**Aim of the task**
Count the lines in the listing below that contain the string "hillside", treating uppercase and lowercase as different, and give only that number.
+++ Exercise inputs +++
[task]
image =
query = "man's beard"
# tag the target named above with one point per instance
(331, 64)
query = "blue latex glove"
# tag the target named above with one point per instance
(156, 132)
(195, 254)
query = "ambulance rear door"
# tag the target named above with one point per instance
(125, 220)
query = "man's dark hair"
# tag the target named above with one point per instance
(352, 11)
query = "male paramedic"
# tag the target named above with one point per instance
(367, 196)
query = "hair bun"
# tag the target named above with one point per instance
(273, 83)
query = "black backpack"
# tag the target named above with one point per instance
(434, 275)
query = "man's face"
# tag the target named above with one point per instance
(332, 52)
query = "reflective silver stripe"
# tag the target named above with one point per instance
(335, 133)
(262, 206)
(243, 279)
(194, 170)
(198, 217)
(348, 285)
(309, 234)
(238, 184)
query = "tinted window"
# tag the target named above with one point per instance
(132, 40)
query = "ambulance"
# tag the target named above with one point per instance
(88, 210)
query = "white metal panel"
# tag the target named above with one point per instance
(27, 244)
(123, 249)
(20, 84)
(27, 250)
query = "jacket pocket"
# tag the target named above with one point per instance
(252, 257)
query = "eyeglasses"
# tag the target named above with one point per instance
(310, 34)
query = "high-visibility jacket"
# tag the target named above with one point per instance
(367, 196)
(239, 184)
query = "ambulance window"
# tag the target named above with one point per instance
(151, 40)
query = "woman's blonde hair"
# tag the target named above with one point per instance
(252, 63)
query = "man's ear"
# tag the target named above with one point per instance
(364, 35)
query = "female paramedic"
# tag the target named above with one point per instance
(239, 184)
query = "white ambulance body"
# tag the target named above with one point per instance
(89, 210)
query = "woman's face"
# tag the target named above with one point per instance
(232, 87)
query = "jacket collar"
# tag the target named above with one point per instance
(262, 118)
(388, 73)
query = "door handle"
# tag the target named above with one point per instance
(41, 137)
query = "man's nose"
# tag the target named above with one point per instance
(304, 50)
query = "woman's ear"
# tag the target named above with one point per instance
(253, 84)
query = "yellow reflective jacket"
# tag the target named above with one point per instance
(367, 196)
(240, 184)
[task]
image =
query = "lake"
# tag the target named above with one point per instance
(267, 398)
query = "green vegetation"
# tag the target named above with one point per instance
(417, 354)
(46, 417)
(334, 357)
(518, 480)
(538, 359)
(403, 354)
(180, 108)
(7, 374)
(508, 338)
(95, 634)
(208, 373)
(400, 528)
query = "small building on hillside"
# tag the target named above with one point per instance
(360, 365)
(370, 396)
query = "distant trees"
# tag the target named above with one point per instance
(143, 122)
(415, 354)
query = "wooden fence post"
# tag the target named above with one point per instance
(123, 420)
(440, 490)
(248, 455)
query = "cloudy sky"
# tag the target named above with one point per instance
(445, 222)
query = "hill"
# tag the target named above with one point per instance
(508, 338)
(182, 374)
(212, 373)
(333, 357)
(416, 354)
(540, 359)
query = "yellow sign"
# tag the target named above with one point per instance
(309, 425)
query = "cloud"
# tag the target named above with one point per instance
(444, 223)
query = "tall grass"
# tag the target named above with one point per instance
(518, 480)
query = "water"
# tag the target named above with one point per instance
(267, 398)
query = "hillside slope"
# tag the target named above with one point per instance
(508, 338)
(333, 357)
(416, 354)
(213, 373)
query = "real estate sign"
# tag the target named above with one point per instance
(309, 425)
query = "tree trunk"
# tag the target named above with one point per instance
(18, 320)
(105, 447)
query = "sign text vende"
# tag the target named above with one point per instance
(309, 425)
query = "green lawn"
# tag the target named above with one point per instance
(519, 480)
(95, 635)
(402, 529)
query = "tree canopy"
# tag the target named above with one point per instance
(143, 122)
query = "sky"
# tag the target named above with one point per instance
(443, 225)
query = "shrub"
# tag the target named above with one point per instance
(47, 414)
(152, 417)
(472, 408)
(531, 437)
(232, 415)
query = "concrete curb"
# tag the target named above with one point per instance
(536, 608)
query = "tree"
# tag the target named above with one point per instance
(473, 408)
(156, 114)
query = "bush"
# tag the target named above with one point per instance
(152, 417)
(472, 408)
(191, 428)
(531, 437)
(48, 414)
+++
**Written response**
2